- **DATASET EXTRACT**:
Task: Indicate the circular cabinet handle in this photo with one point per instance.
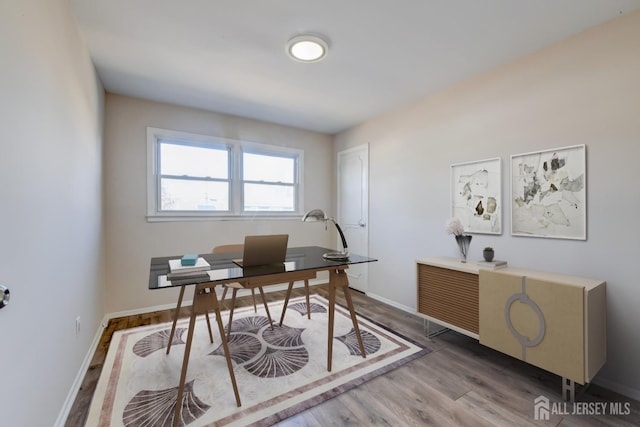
(5, 296)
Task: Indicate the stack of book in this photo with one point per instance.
(188, 266)
(492, 265)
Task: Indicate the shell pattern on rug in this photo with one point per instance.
(253, 345)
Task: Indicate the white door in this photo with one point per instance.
(353, 208)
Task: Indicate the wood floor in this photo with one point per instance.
(460, 383)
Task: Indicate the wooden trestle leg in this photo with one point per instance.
(338, 279)
(202, 302)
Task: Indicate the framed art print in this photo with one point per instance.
(549, 194)
(476, 195)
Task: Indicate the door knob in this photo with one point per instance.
(5, 296)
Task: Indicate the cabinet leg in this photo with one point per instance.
(568, 390)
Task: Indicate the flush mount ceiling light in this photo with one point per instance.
(307, 48)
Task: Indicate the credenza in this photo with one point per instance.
(553, 321)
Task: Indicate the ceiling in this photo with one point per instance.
(229, 56)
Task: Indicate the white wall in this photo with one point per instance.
(51, 109)
(585, 90)
(131, 241)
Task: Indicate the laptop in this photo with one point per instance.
(263, 250)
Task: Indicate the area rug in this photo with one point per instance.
(279, 372)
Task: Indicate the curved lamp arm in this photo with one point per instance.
(344, 241)
(320, 215)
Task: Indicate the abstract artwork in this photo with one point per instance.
(548, 193)
(476, 195)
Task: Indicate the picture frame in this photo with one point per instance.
(476, 195)
(549, 193)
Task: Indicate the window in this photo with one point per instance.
(203, 177)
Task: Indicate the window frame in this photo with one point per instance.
(236, 149)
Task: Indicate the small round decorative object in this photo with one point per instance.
(488, 254)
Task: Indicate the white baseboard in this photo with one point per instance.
(77, 382)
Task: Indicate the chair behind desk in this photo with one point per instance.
(237, 285)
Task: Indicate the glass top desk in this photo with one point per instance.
(301, 263)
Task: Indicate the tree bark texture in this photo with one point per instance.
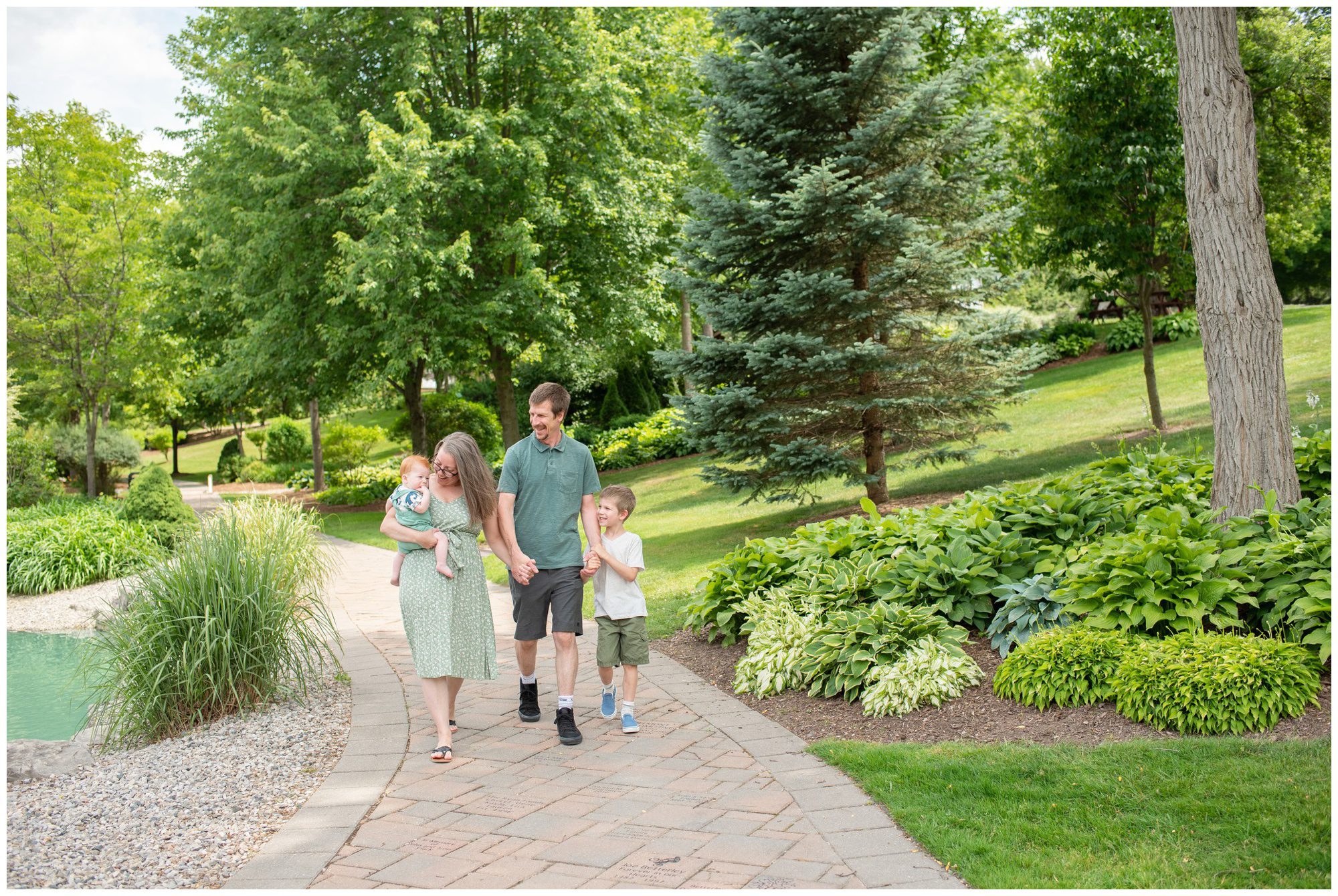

- **WHAT THE TASK REQUIRES**: Pictures are to be dropped, and the remaining data set down exactly.

- **OUTPUT FOR THIS TASK**:
Task: Indicate the circular cabinet handle in this photo with one point per instance.
(5, 296)
Task: Indicate the stack of book in this photo with one point per instance.
(188, 266)
(492, 265)
Task: Indicate the shell pattern on rug in this photo with one point per instance.
(253, 345)
Task: Indicate the white door in this photo with one point per instance.
(353, 208)
Task: Indicate the wood floor in this photo with one point per instance.
(460, 383)
Task: Indicate the wooden trestle leg in this photo with one point per instance.
(338, 279)
(202, 302)
Task: Indicate the framed art print in this photo with one point per instance.
(549, 194)
(476, 195)
Task: Indicate the door knob in this photo with one point per instance.
(5, 296)
Task: Indicate the cabinet leg in this photo with one point per instance.
(568, 390)
Task: Indicate the flush mount ceiling light in this photo with one point per instance.
(307, 48)
Task: Indicate the credenza in this photo with one point per instance.
(553, 321)
Task: Indicate the ceiling in this photo with one point per instance.
(229, 56)
Task: Indicate the white wall in this photo with one point per instance.
(51, 109)
(585, 90)
(131, 241)
Task: Indicate the laptop in this photo with one point per instance.
(263, 250)
Task: Indicate the area rug in this photo with one point per instance.
(279, 372)
Task: Indicate the curved lamp arm in this photo with one point per instance.
(344, 241)
(320, 215)
Task: Indicate the abstract artwork in this photo with one point per instance.
(548, 193)
(476, 195)
Task: Indicate the picture frame in this photo with one point per instance.
(476, 195)
(549, 193)
Task: Indicate the window in this photo with one point per instance.
(203, 177)
Task: Indicate the window frame in this photo with one point per instance.
(236, 149)
Task: Indicate the small round decorative object in this photo with one point per instance.
(488, 254)
Task: Indicate the white baseboard in this photo with one point per instance.
(77, 382)
Task: Indicate the chair behind desk in this photo with one point per instance.
(237, 285)
Task: Indicate the glass top desk in this photo with one point per instance.
(301, 263)
Task: Indicate the tree bark texture in this photo with one point per instance.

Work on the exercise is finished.